Referring expression data:
====================
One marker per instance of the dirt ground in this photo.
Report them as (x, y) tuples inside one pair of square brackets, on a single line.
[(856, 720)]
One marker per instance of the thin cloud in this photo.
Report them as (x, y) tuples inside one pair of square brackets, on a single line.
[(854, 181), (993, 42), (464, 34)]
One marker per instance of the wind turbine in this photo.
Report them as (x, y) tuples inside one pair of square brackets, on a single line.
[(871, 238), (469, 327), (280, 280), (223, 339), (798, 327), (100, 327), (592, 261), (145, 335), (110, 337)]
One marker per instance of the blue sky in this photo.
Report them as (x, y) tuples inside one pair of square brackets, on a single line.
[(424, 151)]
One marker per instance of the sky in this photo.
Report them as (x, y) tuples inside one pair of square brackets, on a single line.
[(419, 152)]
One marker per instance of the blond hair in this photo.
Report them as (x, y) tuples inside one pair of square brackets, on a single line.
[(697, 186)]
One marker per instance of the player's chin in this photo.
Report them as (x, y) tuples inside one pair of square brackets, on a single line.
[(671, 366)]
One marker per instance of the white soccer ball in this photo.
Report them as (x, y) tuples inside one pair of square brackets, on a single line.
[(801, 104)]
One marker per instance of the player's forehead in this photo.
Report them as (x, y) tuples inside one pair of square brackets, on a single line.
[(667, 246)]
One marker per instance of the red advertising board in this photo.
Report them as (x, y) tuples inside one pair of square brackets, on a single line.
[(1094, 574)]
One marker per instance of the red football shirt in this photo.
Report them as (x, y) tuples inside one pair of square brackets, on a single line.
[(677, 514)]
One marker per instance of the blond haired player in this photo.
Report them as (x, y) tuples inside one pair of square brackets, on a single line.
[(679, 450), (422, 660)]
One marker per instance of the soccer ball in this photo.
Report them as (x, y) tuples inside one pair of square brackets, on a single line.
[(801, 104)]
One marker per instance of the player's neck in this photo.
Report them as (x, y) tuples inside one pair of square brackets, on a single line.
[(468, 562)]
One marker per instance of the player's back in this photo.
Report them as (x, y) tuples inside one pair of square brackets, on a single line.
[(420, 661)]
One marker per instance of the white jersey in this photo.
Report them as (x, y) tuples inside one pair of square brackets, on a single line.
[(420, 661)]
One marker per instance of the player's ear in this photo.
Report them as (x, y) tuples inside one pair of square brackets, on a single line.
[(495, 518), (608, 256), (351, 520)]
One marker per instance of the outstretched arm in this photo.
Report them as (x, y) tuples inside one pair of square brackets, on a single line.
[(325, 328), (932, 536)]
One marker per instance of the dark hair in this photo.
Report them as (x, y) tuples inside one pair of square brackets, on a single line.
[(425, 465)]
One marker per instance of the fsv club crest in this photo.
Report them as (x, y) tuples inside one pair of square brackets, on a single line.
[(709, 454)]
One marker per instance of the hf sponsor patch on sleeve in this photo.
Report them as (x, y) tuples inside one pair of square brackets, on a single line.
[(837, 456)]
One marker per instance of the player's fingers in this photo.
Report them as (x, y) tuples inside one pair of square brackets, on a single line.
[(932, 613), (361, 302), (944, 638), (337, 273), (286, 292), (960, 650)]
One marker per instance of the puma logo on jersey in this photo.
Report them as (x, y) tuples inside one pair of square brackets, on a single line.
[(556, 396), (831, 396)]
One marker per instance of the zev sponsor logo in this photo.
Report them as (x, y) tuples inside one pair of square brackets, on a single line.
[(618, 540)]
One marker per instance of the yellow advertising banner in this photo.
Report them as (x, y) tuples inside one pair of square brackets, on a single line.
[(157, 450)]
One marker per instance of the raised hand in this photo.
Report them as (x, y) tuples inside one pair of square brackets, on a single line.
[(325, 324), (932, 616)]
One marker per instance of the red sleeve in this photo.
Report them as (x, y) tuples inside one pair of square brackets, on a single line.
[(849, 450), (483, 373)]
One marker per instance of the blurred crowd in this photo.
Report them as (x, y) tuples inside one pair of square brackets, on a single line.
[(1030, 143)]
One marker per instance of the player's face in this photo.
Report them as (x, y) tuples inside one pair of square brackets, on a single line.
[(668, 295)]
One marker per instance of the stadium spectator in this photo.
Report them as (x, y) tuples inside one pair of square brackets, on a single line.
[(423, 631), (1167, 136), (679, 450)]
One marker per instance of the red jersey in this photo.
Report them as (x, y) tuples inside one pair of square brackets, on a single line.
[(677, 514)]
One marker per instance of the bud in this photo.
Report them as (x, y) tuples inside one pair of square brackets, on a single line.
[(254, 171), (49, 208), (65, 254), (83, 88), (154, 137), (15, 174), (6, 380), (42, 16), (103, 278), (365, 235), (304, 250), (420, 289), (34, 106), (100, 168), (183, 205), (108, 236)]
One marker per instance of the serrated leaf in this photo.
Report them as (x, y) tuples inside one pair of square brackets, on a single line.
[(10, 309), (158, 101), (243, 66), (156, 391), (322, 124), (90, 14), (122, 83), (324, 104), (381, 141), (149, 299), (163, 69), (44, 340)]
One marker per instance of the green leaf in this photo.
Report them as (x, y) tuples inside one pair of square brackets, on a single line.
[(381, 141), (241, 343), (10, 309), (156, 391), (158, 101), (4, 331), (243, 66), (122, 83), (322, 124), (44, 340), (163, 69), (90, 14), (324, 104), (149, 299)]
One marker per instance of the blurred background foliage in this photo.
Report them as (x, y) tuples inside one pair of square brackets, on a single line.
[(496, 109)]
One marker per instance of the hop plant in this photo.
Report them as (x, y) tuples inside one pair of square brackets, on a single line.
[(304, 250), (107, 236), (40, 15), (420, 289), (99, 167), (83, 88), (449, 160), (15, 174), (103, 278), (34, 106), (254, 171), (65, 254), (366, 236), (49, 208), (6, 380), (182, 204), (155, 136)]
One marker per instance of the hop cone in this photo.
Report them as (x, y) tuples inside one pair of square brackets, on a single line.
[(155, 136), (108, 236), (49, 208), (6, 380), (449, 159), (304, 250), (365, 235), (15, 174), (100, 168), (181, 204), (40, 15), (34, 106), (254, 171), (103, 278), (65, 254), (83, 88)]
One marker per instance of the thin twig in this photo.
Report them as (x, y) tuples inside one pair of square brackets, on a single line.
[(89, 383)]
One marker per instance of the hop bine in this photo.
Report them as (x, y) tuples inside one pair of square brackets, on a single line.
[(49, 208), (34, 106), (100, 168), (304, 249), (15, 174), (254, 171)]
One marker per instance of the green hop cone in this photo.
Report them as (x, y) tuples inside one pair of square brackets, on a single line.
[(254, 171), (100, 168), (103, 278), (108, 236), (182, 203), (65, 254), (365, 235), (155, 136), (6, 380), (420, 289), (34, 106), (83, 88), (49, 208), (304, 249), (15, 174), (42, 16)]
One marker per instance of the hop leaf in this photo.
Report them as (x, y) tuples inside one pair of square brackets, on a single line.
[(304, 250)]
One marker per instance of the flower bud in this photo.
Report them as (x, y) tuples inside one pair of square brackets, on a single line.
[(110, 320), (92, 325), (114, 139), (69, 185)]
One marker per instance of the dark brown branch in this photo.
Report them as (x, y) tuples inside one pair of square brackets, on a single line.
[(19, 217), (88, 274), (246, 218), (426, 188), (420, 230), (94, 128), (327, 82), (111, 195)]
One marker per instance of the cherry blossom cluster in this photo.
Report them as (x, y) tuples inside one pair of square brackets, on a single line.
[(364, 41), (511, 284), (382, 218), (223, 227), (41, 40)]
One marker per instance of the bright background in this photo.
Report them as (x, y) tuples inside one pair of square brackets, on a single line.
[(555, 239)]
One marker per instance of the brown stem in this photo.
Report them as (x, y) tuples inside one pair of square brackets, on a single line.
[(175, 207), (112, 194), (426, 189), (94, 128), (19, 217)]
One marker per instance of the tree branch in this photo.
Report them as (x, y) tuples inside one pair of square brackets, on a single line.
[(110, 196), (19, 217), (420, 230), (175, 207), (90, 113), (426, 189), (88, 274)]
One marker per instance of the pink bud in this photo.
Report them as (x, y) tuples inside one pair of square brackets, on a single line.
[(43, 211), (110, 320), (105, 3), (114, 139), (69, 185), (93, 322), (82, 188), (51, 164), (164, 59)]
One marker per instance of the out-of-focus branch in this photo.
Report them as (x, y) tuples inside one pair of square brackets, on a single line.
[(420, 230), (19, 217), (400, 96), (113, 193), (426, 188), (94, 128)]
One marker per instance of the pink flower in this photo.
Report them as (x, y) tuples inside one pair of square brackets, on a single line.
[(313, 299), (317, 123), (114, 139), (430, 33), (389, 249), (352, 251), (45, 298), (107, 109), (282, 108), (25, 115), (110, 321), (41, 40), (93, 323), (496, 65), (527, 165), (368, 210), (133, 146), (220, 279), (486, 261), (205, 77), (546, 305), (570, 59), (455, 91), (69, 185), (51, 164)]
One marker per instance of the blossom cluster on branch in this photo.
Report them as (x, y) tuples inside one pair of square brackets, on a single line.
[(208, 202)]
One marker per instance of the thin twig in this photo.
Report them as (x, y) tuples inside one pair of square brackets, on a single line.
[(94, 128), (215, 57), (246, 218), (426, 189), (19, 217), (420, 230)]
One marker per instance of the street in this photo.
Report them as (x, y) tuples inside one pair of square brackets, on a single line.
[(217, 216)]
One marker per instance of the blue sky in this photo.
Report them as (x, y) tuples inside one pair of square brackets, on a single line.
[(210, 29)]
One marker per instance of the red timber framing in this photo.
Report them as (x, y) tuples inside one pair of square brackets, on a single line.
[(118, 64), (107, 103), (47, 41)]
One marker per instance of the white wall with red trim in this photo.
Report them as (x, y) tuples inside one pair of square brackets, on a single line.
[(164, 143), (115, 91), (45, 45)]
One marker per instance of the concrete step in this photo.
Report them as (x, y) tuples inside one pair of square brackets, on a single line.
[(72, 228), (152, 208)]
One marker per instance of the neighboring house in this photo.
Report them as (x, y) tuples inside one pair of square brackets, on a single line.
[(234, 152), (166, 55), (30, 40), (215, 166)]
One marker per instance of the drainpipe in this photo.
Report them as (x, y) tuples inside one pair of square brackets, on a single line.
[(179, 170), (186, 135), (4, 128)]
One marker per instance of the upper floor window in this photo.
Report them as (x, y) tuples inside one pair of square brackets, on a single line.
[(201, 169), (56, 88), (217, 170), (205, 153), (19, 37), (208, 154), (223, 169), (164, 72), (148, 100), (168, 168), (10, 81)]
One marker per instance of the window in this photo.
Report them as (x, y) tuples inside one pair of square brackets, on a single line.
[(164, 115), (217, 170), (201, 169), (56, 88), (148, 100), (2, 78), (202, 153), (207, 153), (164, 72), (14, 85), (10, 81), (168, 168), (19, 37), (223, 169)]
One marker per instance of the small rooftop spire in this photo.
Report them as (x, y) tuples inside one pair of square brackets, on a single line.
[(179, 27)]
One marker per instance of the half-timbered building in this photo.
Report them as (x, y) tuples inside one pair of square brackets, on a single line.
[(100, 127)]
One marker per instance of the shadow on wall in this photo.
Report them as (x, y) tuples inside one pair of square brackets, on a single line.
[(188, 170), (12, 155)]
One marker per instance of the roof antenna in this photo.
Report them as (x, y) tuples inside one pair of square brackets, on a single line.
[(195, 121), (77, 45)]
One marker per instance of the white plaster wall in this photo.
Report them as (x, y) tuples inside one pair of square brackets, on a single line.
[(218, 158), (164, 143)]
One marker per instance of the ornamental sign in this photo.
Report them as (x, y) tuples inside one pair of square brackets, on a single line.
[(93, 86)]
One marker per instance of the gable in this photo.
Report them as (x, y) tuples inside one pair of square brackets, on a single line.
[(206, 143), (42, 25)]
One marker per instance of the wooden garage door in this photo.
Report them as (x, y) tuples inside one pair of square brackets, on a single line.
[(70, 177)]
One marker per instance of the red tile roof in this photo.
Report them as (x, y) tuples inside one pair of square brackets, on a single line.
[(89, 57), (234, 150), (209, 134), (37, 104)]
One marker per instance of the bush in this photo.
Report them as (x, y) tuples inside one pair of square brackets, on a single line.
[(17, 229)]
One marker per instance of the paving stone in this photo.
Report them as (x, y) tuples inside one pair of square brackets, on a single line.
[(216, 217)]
====================
WHAT NEEDS TO BE DONE: Scan the data above, find each line with "window", and copy it.

ANSWER SPACE:
One marker per instance of the upper floor window in this photo.
One marker per instance of the window in this photo.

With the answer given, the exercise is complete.